[Problem statement] The lines needed are those below that contain the word "path"; copy each one.

** Data shown follows **

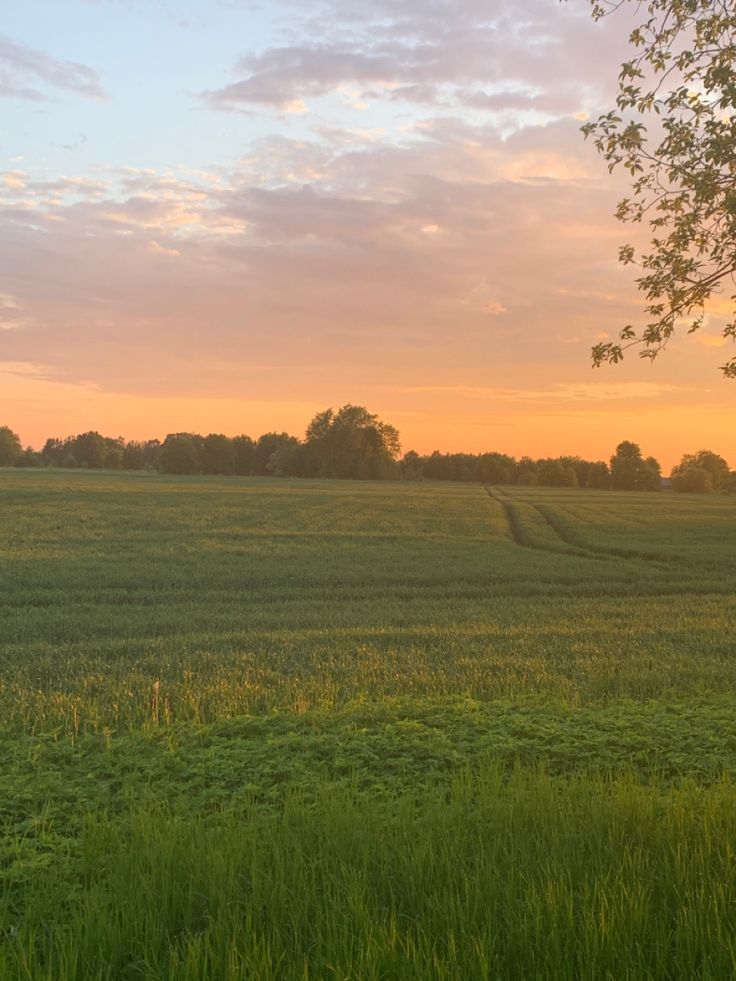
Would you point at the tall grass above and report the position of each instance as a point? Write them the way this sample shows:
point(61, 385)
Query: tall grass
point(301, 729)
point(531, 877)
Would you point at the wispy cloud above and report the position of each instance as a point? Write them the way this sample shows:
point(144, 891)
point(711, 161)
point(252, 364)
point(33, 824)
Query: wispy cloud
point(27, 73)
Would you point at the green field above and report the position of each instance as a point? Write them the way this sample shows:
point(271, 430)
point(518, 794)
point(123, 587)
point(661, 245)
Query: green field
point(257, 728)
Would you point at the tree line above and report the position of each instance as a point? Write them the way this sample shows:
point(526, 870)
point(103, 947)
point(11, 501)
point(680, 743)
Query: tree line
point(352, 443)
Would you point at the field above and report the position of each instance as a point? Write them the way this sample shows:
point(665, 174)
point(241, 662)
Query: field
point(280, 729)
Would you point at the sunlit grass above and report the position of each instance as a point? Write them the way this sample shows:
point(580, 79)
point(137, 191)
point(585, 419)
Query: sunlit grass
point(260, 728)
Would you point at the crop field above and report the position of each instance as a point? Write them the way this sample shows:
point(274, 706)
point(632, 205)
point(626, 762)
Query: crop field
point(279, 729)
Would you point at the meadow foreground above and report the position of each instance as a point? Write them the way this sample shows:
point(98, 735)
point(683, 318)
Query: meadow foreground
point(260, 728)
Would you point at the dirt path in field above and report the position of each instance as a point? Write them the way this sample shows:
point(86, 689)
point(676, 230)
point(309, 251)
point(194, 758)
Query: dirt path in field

** End of Data shown **
** Data shown follows **

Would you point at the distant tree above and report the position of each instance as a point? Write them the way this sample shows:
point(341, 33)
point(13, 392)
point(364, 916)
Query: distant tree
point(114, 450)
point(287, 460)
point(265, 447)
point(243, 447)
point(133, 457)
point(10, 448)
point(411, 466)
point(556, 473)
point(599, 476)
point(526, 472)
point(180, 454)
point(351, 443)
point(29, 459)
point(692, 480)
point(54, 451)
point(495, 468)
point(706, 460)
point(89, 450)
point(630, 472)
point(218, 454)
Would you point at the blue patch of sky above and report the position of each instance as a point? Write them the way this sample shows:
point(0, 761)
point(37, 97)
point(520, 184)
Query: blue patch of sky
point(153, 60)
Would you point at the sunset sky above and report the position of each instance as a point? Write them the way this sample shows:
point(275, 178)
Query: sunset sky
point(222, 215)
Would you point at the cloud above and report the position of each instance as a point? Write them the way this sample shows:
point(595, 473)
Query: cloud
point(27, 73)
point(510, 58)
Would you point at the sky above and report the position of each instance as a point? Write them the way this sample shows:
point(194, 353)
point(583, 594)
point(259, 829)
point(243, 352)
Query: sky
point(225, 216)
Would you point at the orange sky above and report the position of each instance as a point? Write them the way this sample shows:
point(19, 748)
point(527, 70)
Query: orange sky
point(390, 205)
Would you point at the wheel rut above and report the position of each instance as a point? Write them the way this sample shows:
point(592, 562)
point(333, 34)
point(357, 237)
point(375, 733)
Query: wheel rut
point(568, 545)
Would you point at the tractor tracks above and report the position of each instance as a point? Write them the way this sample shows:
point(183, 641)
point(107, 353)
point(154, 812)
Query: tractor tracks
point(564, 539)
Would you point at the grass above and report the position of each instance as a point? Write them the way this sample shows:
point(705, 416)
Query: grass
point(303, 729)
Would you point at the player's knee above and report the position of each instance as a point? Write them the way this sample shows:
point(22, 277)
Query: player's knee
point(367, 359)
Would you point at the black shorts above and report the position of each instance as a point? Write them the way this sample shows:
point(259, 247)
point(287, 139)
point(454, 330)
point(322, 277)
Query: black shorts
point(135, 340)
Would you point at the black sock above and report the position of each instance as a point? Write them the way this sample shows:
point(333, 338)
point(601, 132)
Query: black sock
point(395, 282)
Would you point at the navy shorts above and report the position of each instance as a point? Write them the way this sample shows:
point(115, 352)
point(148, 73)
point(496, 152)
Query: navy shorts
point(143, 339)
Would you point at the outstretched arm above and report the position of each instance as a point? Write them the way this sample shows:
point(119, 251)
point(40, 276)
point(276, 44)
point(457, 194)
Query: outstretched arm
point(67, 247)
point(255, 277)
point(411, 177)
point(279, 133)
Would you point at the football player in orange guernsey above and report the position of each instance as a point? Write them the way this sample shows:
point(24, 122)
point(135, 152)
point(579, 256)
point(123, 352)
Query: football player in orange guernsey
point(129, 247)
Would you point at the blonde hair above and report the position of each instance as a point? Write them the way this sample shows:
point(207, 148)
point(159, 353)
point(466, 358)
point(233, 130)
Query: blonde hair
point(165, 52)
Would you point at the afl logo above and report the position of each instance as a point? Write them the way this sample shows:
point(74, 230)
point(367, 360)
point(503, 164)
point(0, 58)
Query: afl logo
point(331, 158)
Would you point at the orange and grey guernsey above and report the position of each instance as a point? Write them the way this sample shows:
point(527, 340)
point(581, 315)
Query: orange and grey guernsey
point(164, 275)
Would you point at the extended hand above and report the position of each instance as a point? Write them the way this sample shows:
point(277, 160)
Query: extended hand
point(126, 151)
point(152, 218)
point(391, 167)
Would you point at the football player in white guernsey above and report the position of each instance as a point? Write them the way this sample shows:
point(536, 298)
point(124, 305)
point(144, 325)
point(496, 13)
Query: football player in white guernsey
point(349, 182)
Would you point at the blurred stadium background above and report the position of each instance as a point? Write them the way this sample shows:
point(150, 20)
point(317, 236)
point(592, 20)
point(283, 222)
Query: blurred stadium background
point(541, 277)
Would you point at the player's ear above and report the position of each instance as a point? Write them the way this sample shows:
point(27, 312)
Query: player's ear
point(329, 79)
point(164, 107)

** End of Data shown **
** Data shown follows **

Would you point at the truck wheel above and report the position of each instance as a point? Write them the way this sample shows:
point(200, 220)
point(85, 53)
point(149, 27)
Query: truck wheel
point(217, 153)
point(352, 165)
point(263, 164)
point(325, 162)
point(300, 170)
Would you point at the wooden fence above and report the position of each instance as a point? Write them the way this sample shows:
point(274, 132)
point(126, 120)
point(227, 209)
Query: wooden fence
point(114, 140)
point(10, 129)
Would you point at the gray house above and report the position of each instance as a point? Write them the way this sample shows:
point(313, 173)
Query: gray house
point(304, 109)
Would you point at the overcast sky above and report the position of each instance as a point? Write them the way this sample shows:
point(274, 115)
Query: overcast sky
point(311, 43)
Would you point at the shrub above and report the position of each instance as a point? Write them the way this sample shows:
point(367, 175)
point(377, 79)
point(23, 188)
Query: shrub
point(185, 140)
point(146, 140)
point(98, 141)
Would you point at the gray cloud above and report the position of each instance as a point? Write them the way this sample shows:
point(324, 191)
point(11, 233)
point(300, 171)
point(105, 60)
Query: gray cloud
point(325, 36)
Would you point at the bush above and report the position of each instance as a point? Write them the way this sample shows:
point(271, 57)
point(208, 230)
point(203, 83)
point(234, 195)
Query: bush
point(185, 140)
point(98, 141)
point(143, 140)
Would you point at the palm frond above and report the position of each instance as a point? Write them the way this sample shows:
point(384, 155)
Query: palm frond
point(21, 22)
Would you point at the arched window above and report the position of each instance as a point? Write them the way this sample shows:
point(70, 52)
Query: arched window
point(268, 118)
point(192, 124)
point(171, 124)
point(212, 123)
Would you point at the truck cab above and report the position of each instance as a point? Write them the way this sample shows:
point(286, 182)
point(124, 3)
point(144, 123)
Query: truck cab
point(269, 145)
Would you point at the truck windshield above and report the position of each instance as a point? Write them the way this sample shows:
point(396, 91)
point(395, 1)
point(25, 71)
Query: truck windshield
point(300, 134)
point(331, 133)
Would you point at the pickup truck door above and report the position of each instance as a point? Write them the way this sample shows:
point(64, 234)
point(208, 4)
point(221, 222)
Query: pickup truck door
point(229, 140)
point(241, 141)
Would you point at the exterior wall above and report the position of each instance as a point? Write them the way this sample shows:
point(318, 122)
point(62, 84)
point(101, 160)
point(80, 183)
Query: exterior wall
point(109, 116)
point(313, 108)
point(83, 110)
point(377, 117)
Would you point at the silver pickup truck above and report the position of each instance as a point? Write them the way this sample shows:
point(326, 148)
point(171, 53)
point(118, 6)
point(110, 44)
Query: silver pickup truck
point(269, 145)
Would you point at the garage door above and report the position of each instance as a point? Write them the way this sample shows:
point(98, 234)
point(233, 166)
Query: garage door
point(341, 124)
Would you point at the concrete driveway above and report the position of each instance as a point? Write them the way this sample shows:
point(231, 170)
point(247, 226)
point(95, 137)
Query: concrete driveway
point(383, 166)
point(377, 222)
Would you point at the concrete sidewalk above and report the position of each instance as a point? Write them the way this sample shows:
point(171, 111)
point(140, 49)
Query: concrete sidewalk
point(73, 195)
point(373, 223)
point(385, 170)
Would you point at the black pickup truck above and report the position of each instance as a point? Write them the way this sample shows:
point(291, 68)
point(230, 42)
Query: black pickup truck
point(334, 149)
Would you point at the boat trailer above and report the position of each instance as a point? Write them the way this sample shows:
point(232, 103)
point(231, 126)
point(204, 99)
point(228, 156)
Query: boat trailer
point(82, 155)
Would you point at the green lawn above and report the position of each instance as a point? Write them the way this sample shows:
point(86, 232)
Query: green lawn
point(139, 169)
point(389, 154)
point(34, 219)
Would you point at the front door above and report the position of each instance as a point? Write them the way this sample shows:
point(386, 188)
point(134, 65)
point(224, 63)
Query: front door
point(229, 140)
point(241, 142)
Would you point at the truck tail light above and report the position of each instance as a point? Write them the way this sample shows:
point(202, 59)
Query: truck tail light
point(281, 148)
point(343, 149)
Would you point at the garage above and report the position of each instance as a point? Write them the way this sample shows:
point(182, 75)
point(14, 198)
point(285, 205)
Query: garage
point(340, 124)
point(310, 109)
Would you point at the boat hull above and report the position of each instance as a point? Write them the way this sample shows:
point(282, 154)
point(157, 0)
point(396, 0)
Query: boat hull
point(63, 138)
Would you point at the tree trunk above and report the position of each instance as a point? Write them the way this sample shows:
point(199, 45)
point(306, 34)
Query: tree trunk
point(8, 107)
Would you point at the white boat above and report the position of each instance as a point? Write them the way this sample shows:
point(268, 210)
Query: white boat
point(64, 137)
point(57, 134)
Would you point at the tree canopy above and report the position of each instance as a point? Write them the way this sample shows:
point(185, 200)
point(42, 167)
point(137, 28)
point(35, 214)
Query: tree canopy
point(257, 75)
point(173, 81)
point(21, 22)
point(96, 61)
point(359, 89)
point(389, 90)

** End of Data shown **

[Response to this exercise]
Would you point at the dirt path in field above and report the position of each instance as a point? Write them the way this sample shows:
Query: dirt path in field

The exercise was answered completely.